DATA TO PROCESS:
-- begin --

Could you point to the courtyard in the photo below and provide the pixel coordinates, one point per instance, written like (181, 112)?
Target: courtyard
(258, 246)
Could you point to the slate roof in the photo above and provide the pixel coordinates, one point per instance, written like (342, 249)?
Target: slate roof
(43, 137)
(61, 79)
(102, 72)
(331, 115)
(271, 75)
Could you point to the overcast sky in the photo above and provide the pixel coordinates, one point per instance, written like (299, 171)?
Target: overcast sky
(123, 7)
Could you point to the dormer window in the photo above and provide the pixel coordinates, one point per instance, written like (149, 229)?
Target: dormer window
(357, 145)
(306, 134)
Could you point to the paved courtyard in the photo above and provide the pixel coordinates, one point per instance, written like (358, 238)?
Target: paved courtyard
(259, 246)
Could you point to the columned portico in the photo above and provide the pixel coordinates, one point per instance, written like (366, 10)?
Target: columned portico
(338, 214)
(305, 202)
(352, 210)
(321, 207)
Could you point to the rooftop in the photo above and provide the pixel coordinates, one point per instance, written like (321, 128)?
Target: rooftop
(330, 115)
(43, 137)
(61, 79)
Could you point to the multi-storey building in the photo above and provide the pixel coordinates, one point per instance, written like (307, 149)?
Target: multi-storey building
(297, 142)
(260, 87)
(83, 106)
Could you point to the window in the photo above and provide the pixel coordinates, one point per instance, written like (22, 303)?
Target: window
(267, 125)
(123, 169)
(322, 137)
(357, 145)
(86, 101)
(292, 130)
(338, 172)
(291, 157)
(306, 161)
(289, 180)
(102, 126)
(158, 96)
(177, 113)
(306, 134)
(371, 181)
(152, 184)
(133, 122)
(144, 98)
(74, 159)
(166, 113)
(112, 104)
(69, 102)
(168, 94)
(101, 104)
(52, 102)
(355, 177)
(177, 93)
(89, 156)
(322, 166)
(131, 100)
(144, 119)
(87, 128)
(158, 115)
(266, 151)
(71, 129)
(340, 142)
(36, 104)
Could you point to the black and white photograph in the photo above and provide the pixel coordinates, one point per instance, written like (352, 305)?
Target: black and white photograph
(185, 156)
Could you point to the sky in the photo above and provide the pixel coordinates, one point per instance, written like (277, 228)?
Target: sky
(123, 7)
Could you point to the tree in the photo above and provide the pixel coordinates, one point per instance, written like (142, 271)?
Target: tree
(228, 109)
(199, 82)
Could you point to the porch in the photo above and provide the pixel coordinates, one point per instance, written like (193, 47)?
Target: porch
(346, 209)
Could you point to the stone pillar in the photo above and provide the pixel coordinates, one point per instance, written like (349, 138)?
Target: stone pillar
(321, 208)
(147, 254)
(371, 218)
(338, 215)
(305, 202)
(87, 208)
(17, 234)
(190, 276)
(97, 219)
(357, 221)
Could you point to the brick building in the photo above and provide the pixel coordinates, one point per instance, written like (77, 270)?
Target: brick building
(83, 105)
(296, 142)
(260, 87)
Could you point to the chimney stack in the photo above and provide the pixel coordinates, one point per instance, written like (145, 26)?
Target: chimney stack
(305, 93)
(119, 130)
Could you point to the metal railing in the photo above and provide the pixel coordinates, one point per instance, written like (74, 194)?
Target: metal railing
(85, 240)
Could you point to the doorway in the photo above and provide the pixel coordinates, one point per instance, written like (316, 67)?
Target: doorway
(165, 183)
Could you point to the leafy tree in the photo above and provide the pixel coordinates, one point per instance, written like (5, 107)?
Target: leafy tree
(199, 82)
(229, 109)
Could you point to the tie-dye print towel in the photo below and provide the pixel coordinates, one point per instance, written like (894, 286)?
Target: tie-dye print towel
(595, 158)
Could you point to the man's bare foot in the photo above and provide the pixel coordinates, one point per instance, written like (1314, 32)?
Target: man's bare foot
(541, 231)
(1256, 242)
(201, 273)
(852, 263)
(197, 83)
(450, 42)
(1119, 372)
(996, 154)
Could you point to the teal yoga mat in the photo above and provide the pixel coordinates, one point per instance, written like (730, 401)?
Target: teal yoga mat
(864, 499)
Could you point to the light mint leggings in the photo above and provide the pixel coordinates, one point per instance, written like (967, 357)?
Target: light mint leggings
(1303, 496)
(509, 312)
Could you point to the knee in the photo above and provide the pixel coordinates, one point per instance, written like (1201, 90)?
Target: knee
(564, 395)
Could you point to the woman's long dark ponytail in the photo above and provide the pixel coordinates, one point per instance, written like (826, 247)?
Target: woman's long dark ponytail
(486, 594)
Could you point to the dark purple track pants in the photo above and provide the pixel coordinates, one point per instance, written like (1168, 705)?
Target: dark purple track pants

-- end --

DIRECTIONS: Send back all of the entries exactly, with nothing missing.

FULL SOLUTION:
Could you point to the courtyard in the photo below and provide the pixel coordinates, one point per instance, written like (181, 112)?
Target: courtyard
(258, 246)
Could you point to the slate roof in the photo above and provide the pixel coordinates, one point per instance, written like (342, 249)?
Target: slate roof
(43, 137)
(61, 79)
(102, 72)
(331, 115)
(271, 75)
Could you point to the overcast sky in the photo above and provide the pixel coordinates, one point per instance, written like (299, 171)?
Target: overcast sky
(123, 7)
Could you point to the dormer window in the photo above and provide the pixel coordinates, one point per instance, written like (149, 229)?
Target: dormer window
(357, 145)
(306, 134)
Could you point to the paved courtyard in the photo above and provide the pixel coordinates, one point per instance, written like (358, 238)?
Target: paved courtyard
(259, 246)
Could you point to the columned portico in the photo above and provide the pixel coordinates, one point per instance, written like (366, 10)?
Target: columned portico
(338, 214)
(305, 202)
(352, 210)
(321, 207)
Could you point to the rooftop in the photo above and provide the pixel coordinates, one point per instance, written like (321, 128)?
Target: rooftop
(330, 115)
(43, 137)
(61, 79)
Could you point to the multi-storey building in the photo above and provide the pixel coordinates, one point per instance, written like (307, 149)?
Target: multi-storey building
(297, 142)
(260, 87)
(83, 106)
Could you point to the window in the photo above and provide the pixel coordinates, one point per instance, written like (22, 303)?
Target: window
(267, 125)
(123, 169)
(322, 137)
(357, 145)
(86, 101)
(292, 130)
(338, 172)
(291, 157)
(306, 161)
(289, 180)
(102, 126)
(158, 96)
(177, 113)
(306, 134)
(371, 181)
(152, 184)
(133, 122)
(144, 98)
(74, 159)
(166, 113)
(112, 104)
(69, 102)
(168, 94)
(101, 104)
(52, 102)
(355, 177)
(177, 93)
(89, 156)
(322, 166)
(131, 100)
(144, 119)
(87, 128)
(158, 115)
(266, 151)
(71, 129)
(340, 142)
(36, 104)
Could you point to the black and white photograph in the photo above and provide the pixel coordinates, one point per instance, written like (352, 305)?
Target: black and white photograph
(185, 156)
Could you point to the sky in the photo above and provide the pixel coordinates, one point per instance, written like (277, 228)?
Target: sky
(123, 7)
Could you point to the tree in the photo above and provide the pixel coordinates, one point per instance, written like (142, 271)?
Target: tree
(228, 109)
(199, 82)
Could you point to the porch in the photo above and provide the pixel coordinates, one point per instance, written like (193, 47)?
Target: porch
(346, 209)
Could you point to the stone pillar in the photo above and provide the pixel coordinates, one point per instance, written like (349, 138)?
Target: stone pillar
(321, 208)
(147, 254)
(371, 218)
(338, 215)
(305, 202)
(87, 208)
(17, 234)
(190, 276)
(97, 219)
(357, 221)
Could you point to the brick building in the photo above and provide the pixel coordinates, one point per instance, written like (77, 270)?
Target: brick building
(83, 105)
(296, 142)
(260, 87)
Could you point to the chimney stack in the photo above and provide the pixel coordinates, one point per instance, written like (145, 26)?
Target: chimney stack
(305, 93)
(119, 130)
Could you point to the metal railing in the photo above and provide the pixel coordinates, one point per instance, written like (74, 194)?
Target: metal railing
(85, 240)
Could you point to the doorway in the photo above and provide the pixel coordinates, one point per instance, written like (316, 67)?
Target: doorway
(165, 183)
Could you point to the leafy tree in the photo above and provide the pixel coordinates, one point per instance, written like (5, 107)?
Target: leafy tree
(199, 82)
(229, 109)
Could you point to the tie-dye print towel in the photo below and provide the pixel coordinates, one point per instance, written like (894, 286)?
Target: tie-dye print towel
(595, 158)
Could you point to the man's bare foot in the photo above and provide the pixel coordinates, one point per instance, written like (1314, 32)?
Target: man's bare foot
(541, 231)
(1256, 242)
(201, 273)
(852, 263)
(197, 83)
(450, 42)
(1119, 372)
(996, 154)
Could you point to the teal yoga mat in the photo above and provide the pixel coordinates, one point per instance, written like (730, 401)?
Target: teal yoga mat
(864, 499)
Could you point to the light mint leggings in the photo above and provide the pixel coordinates, one point per instance, written like (967, 357)?
Target: light mint leggings
(1303, 496)
(509, 312)
Could you point to the knee in the photo above and provide the pixel coordinates, one point per instance, written like (1201, 90)?
Target: knee
(564, 395)
Could you point to the woman's long dark ponytail in the photo above and provide the pixel coordinates, one point per instance, written like (826, 247)?
Target: woman's long dark ponytail
(486, 594)
Could you point to the dark purple track pants in the photo above and provide the pixel coordinates, one point per instance, written like (1168, 705)?
Target: dark purple track pants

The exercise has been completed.